- [Consegne]:
A - Rispondi in breve a queste domande sul brano, una per riga:
(i) Quale domanda apre il primo capitolo del catalogo?
(ii) Di quale museo è curatrice Paola Antonelli?
(iii) Chi è il teorico più citato nel volume?
B - Di' se ciascuna affermazione va d'accordo con il brano. Rispondi sì o no e cita le parole del brano che lo decidono.
(i) Il programma "Designs of the Year" copre tutta l'offerta annuale del museo.
(ii) Nel catalogo ci sono risposte di designer, produttori, curatori e critici.
(iii) Di Paola Antonelli si sottolinea la preferenza per il design industriale classico.

- [Brano fornito]:
# # #

La lettura del volume lascia alcuni argomenti di discussione aperti. Il principale, come già accennato, riguarda la generale strategia culturale del museo. Il catalogo fa, infatti, emergere solo indirettamente la sua risposta alla domanda che apre il primo dei capitoli: “What is design?”. La soluzione qui adottata è quella di selezionare risposte che arrivano da molti agenti della disciplina: designer, produttori, curatori, critici. Ed è sintomatico che, quando viene citata Paola Antonelli – curatrice del MoMA di New York che possiamo considerare uno dei principali competitor del museo londinese –, venga sottolineata la sua propensione per il design speculativo o per quello anonimo. A tutti gli effetti, la scelta londinese sembra andare verso una definizione più classica di design, quella tradizionalmente anticipata dal termine “industrial”. Il prodotto di massa, o comunque pensato per le masse, alla fine resta un discrimine importante del progetto. Il che non vuol dire, sia chiaro, che il London Design Museum non preveda tra le sue attività la ricerca, anzi. Il suo programma “Designs of the Year” è uno dei più vivi a livello internazionale sul fronte della sperimentazione e della tutela dei giovani talenti. Tuttavia, esso riveste solo una delle porzioni del ventaglio delle proposte annuali. L’offerta è ampia perché le ambizioni di pubblico sono grandi. Gli slogan utilizzati sul sito sono eloquenti, in tal senso: “Design is a way to understand the world and how you can change it”. Che è una modalità inclusiva ed estremamente aperta per dialogare col grande pubblico. Ma questo è, da un punto di vista storico, un atteggiamento tipicamente consolidato nella cultura inglese della disciplina. Non a caso, il più citato tra i teorici del volume è Henry Cole, deus ex machina del design anglosassone e punto di riferimento per qualunque dissertazione storica sull’argomento.

# # #

- [Dati]:
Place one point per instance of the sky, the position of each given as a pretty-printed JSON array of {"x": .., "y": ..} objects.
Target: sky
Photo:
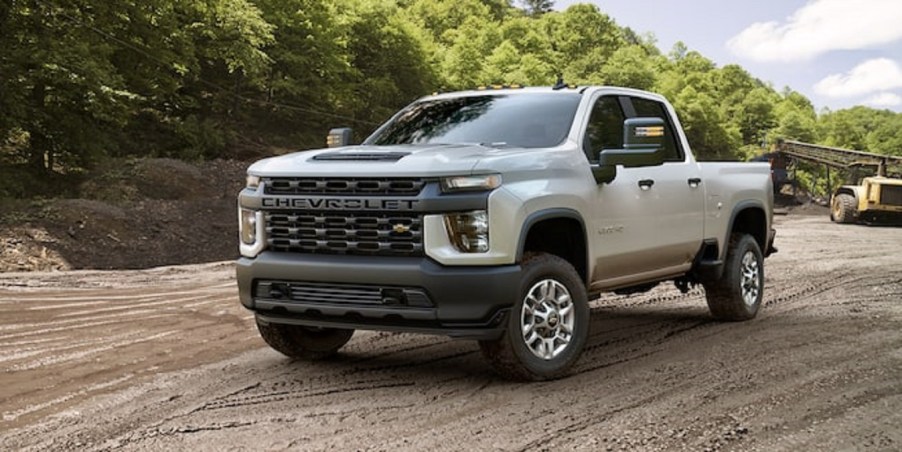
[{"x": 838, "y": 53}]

# # #

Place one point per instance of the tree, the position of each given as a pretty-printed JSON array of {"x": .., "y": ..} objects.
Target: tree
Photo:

# # #

- [Risposte]:
A -
(i) "What is design?"
(ii) Del MoMA di New York.
(iii) Henry Cole.

B -
(i) No: "esso riveste solo una delle porzioni del ventaglio delle proposte annuali".
(ii) Sì: "selezionare risposte che arrivano da molti agenti della disciplina: designer, produttori, curatori, critici".
(iii) No: "venga sottolineata la sua propensione per il design speculativo o per quello anonimo".